▶ **PASSAGE TO READ**:
* * * * *

It wasn’t just the building that’d be innovative; the programming would be equally unorthodox, especially for an academic museum. We would not try to build huge collections and then raise money just to store the art, keeping it locked away. I listened to my wise and wonderful friend Lorlee Tenenbaum, who advised that we create a mutable space, revolving, fluid, something new every season. The SCAD museum would be open to artists from other countries, with new exhibitions every time visitors returned. It wouldn’t be one museum—it’d be a thousand museums.

“If this place is a dialogue,” I said to Christian, “we need a climax.”

“The high point,” he said.

“A statement.”

“I have some ideas.”

What we needed was a signature structural feature, a memorable architectural element that would be, in and of itself, a work of art. We talked and talked, about the history of the place, what it meant then, what it meant now. We discussed the great fires of 1864, the place as a point of departure for newly freed slaves on Emancipation Day.

“It’s a phoenix,” Christian said. “This structure burns, collapses, is wracked by war and time, and now it has risen, high.”

What he conceived of, in the end, was brilliant—literally.

It was perfect, an eighty-six-foot-tall tower of light, a beacon of balefire to draw visitors from around the world, prismatic, reflect­ing, absorptive, capturing sunlight during the day and providing a diffuse glow in the evening, marking the entrance to more than eighty thousand new square feet of museum space.

He showed me the sketch.

“I’m calling it a lantern,” he said. “Translucent glass and steel. A tower of light.”

SCAD Museum of Art

On opening night, in the fall of 2011, we anticipated a few hundred students, and when we arrived, I was shocked to see lines snaking out both sides of the building, right under the gleaming white lantern.

“How many students are here?” I asked Glenn.

“They stopped counting at twenty-five hundred,” he said.

Inside, the students laughed, smiled, picked their jaws up from the floor, absorbing everything from the work; sculptures and reliefs by Liza Lou; portraits by Kehinde Wiley; a SCAD-commissioned video installation by Bill Viola; another site-specific sculptural installation by Kendall Buster; and selections from the Walter O. Evans Collection of African American Art by Jacob Lawrence, Aaron Douglas, and nearly forty more artists. All night, I overheard bits of jubilant conversation among the students, who couldn’t believe we’d made this for them.

* * * * *

▶ **WHAT YOU WILL DO**:
A - Repeat the stretch of the passage about the SCAD Museum of Art from "SCAD Museum of" through "I asked Glenn.".
B - In the passage about the SCAD Museum of Art, how tall is the tower of light?
The records have no connection to the passage about the SCAD Museum of Art.

▶ **SOURCE DATA**:
* * * * *

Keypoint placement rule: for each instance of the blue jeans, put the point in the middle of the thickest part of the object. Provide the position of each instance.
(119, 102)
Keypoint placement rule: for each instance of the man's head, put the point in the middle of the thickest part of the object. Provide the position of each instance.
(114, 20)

* * * * *

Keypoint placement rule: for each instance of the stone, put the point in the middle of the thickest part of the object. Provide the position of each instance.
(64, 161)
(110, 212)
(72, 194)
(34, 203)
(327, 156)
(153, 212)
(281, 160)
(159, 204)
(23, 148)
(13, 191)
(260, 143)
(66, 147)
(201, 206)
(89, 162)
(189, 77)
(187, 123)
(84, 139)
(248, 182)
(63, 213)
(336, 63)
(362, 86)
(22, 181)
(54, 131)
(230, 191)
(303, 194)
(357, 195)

* * * * *

▶ **ANSWERS BY ITEM**:
A -
SCAD Museum of Art

On opening night, in the fall of 2011, we anticipated a few hundred students, and when we arrived, I was shocked to see lines snaking out both sides of the building, right under the gleaming white lantern.

“How many students are here?” I asked Glenn.

B - It is eighty-six feet tall.